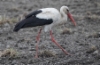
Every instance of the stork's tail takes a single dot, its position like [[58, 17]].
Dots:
[[19, 25]]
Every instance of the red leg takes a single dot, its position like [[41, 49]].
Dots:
[[37, 41], [53, 40]]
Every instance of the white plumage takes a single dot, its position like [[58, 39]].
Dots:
[[47, 17]]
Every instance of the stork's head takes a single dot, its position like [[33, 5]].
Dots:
[[66, 11]]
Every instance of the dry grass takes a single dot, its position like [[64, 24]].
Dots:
[[11, 53], [66, 31], [47, 53]]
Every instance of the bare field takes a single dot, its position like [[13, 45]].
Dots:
[[82, 41]]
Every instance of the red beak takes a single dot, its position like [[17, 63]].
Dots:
[[71, 18]]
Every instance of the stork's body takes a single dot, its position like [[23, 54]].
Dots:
[[46, 17]]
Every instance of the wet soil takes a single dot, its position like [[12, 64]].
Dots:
[[83, 43]]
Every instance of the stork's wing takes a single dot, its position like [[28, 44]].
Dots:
[[32, 22], [33, 13]]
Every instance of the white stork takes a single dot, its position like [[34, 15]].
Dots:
[[48, 18]]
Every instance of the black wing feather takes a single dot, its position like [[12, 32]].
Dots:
[[32, 22]]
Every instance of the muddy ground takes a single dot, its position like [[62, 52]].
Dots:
[[81, 41]]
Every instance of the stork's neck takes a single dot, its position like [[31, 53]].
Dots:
[[63, 14]]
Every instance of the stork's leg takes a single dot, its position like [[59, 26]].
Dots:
[[37, 42], [53, 40]]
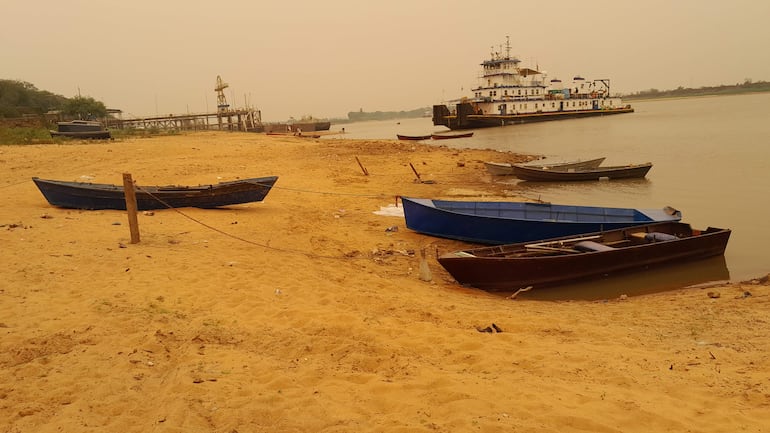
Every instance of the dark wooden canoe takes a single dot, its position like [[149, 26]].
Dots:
[[562, 260], [83, 195], [413, 137], [85, 129], [506, 169], [85, 135], [449, 136], [507, 222], [541, 174]]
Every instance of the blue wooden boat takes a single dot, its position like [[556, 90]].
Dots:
[[85, 195], [495, 223]]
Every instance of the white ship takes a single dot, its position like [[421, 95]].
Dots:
[[509, 93]]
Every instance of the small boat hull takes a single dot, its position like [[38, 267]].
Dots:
[[497, 223], [593, 255], [506, 169], [413, 137], [451, 136], [83, 129], [541, 174], [82, 195]]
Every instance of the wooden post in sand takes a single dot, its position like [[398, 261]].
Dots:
[[131, 208], [424, 269], [366, 172]]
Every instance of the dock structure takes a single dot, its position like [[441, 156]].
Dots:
[[223, 120]]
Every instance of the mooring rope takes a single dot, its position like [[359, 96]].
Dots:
[[248, 241]]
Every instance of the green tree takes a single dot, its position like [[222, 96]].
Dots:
[[84, 107]]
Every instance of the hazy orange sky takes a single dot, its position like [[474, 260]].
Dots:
[[326, 58]]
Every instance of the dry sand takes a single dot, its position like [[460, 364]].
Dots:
[[303, 313]]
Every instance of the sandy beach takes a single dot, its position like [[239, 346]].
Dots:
[[306, 312]]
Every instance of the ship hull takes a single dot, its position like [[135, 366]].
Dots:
[[464, 116]]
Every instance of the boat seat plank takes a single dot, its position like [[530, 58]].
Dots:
[[589, 246]]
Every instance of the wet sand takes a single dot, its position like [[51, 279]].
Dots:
[[306, 312]]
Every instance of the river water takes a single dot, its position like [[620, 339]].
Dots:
[[710, 160]]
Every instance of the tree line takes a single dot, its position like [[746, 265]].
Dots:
[[22, 99], [745, 87]]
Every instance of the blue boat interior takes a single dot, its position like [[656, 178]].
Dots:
[[544, 211]]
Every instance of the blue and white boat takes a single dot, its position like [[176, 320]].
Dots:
[[495, 223]]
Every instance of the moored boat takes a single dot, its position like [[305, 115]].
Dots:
[[546, 174], [85, 129], [489, 222], [450, 136], [509, 94], [413, 137], [506, 169], [561, 260], [85, 195]]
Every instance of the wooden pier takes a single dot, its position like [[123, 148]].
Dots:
[[226, 120]]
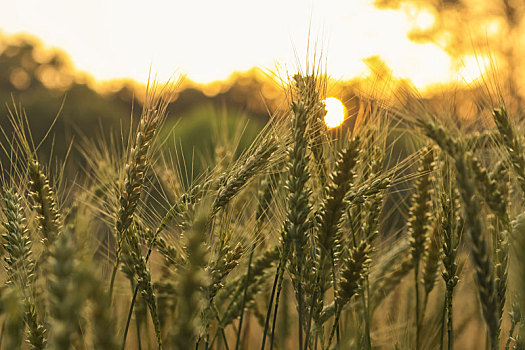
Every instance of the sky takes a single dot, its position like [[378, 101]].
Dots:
[[208, 40]]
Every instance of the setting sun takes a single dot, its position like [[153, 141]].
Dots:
[[335, 112]]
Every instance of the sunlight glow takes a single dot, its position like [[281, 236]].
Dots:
[[335, 112], [208, 40]]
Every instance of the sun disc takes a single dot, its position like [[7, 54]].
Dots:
[[335, 112]]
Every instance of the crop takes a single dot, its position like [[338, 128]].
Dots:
[[308, 239]]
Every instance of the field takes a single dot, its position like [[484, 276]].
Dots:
[[400, 230]]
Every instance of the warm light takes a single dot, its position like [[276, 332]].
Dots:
[[335, 112], [424, 20]]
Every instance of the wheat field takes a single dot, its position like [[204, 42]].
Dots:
[[403, 231]]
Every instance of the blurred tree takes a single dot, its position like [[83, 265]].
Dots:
[[465, 27]]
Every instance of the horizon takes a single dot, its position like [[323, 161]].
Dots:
[[423, 64]]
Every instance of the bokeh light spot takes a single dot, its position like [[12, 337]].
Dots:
[[335, 112]]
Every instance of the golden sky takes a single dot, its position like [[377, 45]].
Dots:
[[208, 40]]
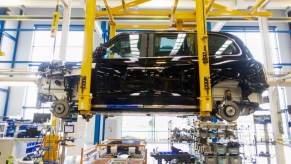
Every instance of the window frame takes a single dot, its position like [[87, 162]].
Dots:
[[195, 37]]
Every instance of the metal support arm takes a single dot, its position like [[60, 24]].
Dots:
[[84, 104], [203, 59]]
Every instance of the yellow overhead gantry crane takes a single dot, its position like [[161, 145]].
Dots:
[[198, 17]]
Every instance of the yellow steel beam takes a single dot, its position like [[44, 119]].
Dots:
[[179, 24], [181, 14], [219, 6], [209, 6], [123, 4], [156, 27], [109, 11], [245, 14], [259, 4], [130, 26], [84, 95], [203, 59], [129, 4], [174, 11]]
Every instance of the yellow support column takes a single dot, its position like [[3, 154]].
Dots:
[[112, 29], [203, 59], [84, 104]]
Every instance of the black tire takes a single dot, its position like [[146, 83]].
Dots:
[[229, 111]]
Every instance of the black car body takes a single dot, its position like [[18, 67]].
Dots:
[[158, 72]]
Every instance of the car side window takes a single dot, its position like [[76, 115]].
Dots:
[[125, 46], [172, 45], [222, 45]]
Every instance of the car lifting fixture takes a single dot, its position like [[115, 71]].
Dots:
[[180, 20]]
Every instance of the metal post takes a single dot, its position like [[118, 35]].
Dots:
[[273, 92], [65, 30], [97, 129], [203, 59], [84, 105], [14, 55], [112, 29], [267, 140]]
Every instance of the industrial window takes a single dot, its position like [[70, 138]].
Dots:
[[45, 48], [125, 46]]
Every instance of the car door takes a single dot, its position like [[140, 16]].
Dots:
[[172, 65], [118, 73], [226, 59]]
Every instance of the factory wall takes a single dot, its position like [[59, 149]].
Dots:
[[24, 52], [284, 42], [7, 46]]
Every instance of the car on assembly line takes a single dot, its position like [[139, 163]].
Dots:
[[157, 72]]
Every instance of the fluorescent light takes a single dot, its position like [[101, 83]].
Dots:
[[12, 2], [17, 83]]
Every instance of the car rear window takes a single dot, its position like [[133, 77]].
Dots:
[[182, 44], [124, 47]]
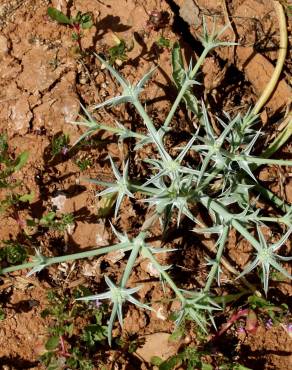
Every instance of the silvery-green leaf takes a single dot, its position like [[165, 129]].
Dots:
[[179, 77]]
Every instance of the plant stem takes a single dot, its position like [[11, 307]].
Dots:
[[147, 254], [221, 210], [132, 259], [266, 94], [66, 258], [262, 161], [216, 266], [281, 139], [154, 134]]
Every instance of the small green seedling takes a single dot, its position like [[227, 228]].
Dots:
[[163, 43], [68, 343], [82, 21], [118, 53], [84, 164], [51, 221], [8, 167], [60, 145]]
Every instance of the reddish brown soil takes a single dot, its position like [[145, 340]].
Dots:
[[42, 81]]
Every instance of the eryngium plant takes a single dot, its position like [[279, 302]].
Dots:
[[222, 180]]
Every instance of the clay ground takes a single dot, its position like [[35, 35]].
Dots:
[[42, 81]]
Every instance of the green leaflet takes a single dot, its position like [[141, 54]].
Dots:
[[21, 161], [58, 16], [179, 76]]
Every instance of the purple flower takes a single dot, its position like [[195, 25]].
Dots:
[[269, 324], [64, 150], [98, 303]]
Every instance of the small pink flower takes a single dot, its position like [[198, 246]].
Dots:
[[269, 324]]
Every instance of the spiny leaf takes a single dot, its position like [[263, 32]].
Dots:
[[179, 75]]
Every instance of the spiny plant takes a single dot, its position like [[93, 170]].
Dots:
[[221, 179], [8, 167], [69, 343], [82, 21]]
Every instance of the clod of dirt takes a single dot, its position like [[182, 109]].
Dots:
[[59, 202], [157, 344], [3, 46], [20, 115], [190, 13], [37, 74]]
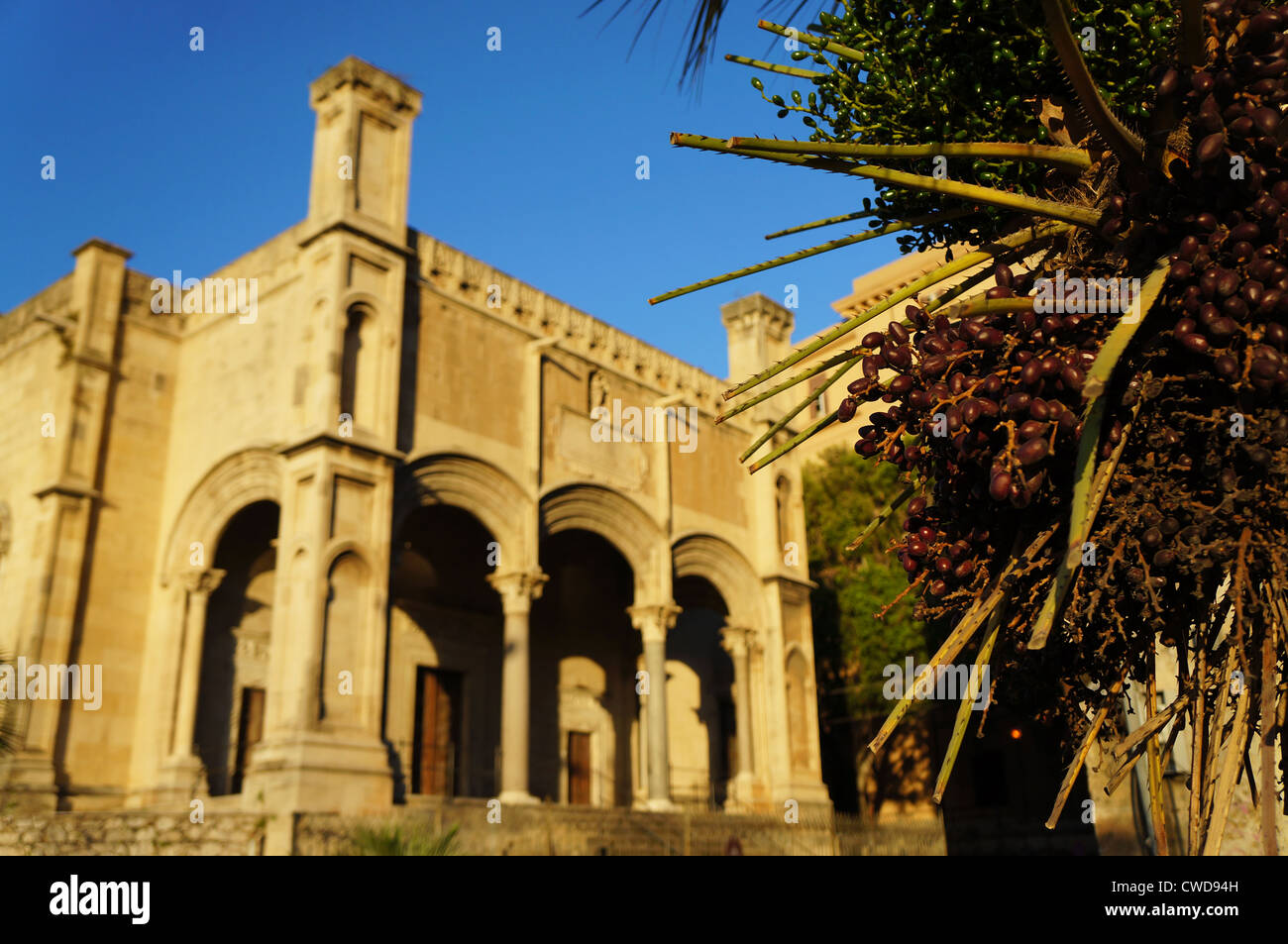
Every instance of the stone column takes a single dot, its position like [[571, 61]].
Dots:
[[653, 621], [518, 588], [200, 584], [737, 642]]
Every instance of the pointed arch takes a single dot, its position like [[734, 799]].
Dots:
[[475, 485], [241, 479], [728, 571], [614, 518]]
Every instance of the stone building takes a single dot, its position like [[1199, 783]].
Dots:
[[360, 520]]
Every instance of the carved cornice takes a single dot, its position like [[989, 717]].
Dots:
[[735, 640], [202, 581], [381, 86], [459, 275], [518, 588], [653, 620]]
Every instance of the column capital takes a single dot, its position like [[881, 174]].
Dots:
[[737, 640], [202, 581], [518, 588], [653, 620]]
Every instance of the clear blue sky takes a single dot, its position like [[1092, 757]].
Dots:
[[524, 158]]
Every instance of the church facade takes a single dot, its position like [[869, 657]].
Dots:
[[360, 522]]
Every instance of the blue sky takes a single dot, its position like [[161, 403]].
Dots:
[[524, 157]]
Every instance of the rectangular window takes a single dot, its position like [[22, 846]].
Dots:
[[438, 732], [579, 768], [250, 730]]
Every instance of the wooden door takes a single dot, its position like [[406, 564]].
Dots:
[[250, 730], [438, 732], [579, 768]]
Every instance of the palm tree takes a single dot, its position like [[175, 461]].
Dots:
[[1081, 493], [703, 25]]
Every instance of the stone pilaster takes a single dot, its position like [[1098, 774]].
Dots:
[[518, 588], [653, 621], [737, 642], [181, 769]]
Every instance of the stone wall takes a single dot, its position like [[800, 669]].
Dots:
[[130, 833], [570, 831]]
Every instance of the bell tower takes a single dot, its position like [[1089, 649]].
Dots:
[[362, 150]]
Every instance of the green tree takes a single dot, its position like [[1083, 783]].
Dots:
[[1096, 478]]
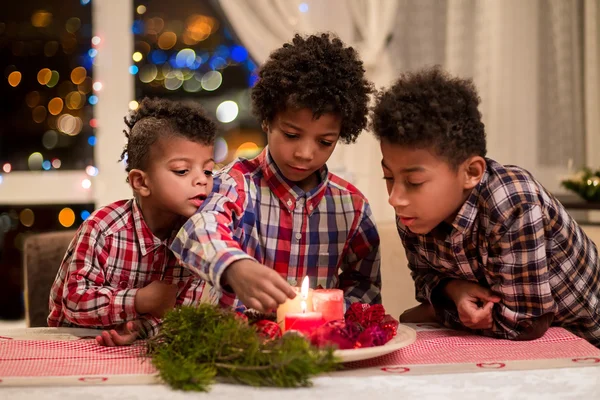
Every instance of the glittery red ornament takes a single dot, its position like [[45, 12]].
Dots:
[[355, 312], [372, 316], [338, 333], [390, 326], [268, 329], [365, 315], [371, 337], [241, 316]]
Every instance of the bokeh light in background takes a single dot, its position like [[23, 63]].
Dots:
[[46, 63], [66, 217], [46, 59], [188, 52]]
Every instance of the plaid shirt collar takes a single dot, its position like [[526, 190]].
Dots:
[[147, 241], [467, 214], [287, 191]]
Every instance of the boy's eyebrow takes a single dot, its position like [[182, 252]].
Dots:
[[417, 168], [189, 159], [290, 125]]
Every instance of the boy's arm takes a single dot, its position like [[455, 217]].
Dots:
[[205, 244], [86, 300], [518, 261], [429, 285], [360, 278]]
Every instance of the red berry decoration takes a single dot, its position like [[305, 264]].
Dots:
[[268, 329], [373, 316], [371, 337], [340, 334], [390, 326]]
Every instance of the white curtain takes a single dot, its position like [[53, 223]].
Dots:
[[527, 59], [535, 64], [591, 69]]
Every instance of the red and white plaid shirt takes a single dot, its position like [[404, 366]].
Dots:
[[114, 254]]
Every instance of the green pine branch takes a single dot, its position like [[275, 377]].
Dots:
[[197, 346]]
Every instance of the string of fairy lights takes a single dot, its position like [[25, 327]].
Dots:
[[169, 54]]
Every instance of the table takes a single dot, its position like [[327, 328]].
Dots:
[[383, 382]]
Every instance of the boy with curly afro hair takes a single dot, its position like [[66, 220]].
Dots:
[[281, 216], [118, 272], [490, 250]]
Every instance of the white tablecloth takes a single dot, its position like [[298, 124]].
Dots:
[[566, 383]]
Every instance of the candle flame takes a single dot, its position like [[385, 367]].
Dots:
[[304, 289]]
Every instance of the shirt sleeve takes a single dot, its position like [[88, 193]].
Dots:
[[426, 278], [87, 301], [205, 244], [518, 262], [361, 275]]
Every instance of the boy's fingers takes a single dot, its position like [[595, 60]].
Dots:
[[285, 287], [107, 339], [267, 301], [486, 294], [277, 295], [252, 302]]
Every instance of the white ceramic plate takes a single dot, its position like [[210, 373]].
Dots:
[[403, 338]]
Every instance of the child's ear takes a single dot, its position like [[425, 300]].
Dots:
[[265, 127], [137, 181], [474, 167]]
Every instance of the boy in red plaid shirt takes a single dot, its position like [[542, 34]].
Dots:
[[282, 216], [118, 273]]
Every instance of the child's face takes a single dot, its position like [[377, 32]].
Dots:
[[300, 144], [423, 188], [179, 175]]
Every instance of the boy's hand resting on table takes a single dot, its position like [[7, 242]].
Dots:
[[130, 332], [420, 313], [156, 298], [473, 302], [256, 285]]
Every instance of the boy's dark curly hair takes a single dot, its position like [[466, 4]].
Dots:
[[155, 118], [319, 73], [431, 109]]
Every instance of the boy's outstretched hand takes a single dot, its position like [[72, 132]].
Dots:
[[156, 298], [256, 285], [420, 313], [473, 302], [113, 338]]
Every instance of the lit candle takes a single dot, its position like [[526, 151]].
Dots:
[[329, 302], [304, 322], [294, 306]]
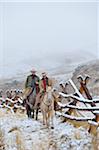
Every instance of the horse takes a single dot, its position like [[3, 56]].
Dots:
[[47, 106], [32, 104]]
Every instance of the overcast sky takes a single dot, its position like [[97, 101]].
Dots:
[[41, 34]]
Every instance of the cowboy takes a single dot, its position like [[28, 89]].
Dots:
[[45, 81], [31, 84]]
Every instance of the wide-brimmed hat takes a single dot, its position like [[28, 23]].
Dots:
[[44, 73], [33, 71]]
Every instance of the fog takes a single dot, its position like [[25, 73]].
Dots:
[[46, 35]]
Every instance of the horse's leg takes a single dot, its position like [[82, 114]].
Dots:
[[52, 124], [43, 118], [33, 113], [37, 114]]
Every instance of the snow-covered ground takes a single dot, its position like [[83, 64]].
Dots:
[[21, 133]]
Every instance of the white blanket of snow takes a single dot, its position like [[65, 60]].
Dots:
[[35, 136]]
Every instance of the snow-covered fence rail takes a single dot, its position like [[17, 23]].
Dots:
[[77, 97], [11, 104], [78, 108]]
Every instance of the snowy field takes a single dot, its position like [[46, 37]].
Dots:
[[21, 133]]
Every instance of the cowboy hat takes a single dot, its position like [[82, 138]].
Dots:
[[33, 71]]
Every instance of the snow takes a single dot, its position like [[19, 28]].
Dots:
[[74, 118], [78, 98], [33, 135], [79, 108]]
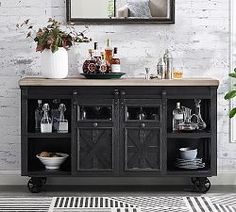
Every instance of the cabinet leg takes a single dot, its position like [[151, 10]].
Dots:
[[201, 184], [35, 184]]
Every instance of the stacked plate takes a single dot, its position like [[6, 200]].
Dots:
[[190, 164]]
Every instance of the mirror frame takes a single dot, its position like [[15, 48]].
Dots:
[[93, 21]]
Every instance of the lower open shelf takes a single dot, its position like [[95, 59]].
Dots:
[[45, 173], [55, 145]]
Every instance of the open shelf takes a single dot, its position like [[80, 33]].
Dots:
[[189, 103], [53, 105], [201, 144], [49, 135], [195, 134], [38, 145]]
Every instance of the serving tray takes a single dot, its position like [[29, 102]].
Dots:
[[103, 76]]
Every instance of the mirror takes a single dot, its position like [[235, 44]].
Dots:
[[120, 11]]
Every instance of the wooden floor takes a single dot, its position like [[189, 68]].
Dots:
[[50, 191]]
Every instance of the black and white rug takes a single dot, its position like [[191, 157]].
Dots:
[[203, 203]]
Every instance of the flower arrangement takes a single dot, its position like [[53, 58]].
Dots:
[[53, 36], [231, 94]]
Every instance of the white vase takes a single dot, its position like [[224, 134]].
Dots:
[[54, 65]]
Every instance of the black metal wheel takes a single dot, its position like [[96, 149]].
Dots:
[[201, 184], [44, 180], [35, 184]]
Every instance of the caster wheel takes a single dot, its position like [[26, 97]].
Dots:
[[201, 184], [44, 180]]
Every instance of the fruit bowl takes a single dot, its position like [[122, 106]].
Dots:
[[188, 153], [54, 161]]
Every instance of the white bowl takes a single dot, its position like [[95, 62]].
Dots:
[[188, 153], [53, 163]]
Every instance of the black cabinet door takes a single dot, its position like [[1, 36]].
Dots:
[[96, 138], [141, 136]]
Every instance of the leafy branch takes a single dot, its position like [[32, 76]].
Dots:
[[52, 36], [231, 94]]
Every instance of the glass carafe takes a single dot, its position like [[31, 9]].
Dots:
[[201, 124], [38, 114], [46, 121], [63, 123]]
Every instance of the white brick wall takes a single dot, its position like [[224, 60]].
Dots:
[[199, 40]]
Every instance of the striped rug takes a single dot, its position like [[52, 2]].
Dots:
[[203, 203]]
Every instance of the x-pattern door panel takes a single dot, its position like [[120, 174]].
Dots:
[[95, 149], [96, 136], [141, 136], [142, 149]]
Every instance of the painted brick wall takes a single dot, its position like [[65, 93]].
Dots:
[[199, 41]]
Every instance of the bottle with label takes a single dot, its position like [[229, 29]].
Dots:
[[46, 122], [169, 64], [96, 53], [55, 114], [63, 123], [108, 52], [38, 114], [103, 65], [178, 117], [115, 62], [89, 65]]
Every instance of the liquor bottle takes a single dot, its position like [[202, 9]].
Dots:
[[46, 121], [96, 53], [63, 123], [89, 65], [103, 65], [169, 64], [108, 52], [115, 62], [38, 113], [55, 113], [201, 124], [178, 117]]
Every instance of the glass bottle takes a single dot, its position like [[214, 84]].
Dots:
[[169, 64], [201, 124], [89, 65], [103, 65], [108, 52], [115, 62], [38, 113], [178, 117], [142, 114], [55, 114], [63, 123], [46, 121]]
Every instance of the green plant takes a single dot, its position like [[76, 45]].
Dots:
[[52, 36], [231, 94]]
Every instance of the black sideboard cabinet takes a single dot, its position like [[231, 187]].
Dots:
[[112, 140]]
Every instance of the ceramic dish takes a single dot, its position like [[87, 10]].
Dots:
[[188, 153], [53, 163]]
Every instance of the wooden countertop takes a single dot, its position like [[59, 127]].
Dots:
[[38, 81]]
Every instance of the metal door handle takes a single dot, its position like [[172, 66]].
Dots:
[[143, 125], [95, 124]]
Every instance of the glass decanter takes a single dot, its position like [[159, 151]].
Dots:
[[38, 114], [55, 113], [46, 121], [201, 124], [63, 123], [178, 117]]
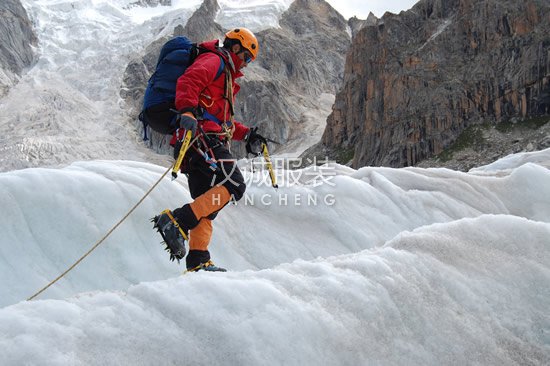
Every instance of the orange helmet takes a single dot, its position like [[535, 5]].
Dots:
[[247, 38]]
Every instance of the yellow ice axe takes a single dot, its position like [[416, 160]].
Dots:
[[269, 166], [183, 150]]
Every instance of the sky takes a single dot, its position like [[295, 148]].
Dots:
[[361, 8]]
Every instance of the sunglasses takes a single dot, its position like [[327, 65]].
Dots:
[[247, 57]]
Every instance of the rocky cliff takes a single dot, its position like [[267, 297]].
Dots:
[[298, 62], [414, 81], [17, 39]]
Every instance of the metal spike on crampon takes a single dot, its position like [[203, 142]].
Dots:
[[173, 236]]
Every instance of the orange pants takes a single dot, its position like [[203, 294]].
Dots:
[[206, 204]]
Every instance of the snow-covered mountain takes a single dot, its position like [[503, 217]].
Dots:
[[67, 107], [375, 266]]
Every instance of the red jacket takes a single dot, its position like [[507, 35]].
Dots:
[[198, 86]]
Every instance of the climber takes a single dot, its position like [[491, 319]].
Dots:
[[204, 101]]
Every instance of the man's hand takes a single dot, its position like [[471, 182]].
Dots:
[[254, 142], [188, 122]]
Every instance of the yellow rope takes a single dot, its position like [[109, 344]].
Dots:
[[104, 237]]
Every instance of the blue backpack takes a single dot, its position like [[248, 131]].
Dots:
[[158, 102]]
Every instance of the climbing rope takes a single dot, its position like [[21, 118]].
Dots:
[[104, 237]]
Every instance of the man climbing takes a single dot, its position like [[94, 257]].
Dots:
[[204, 100]]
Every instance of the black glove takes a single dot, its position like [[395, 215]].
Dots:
[[254, 142], [188, 123]]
· · · · · · ·
**TASK STATEMENT:**
Starting at the line that has "Every instance of the muddy" and stopping after the line that has "[[37, 42], [53, 40]]", give those records as a two-column CSV headed instruction and points. Use one row per record, with its text and its answer each in a single quoted field and line breaks replaced by spaces.

**RESULT OF THIS TASK:**
instruction,points
"Every instance of the muddy ground takes a single dot, its position like [[62, 52]]. Dots:","[[81, 41]]"
"Every instance of the stork's neck takes a single dot, its position like [[31, 53]]. Dots:","[[63, 14]]"
"Every instance of the stork's leg takes a single dot, its position like [[59, 26]]. Dots:","[[37, 42], [53, 40]]"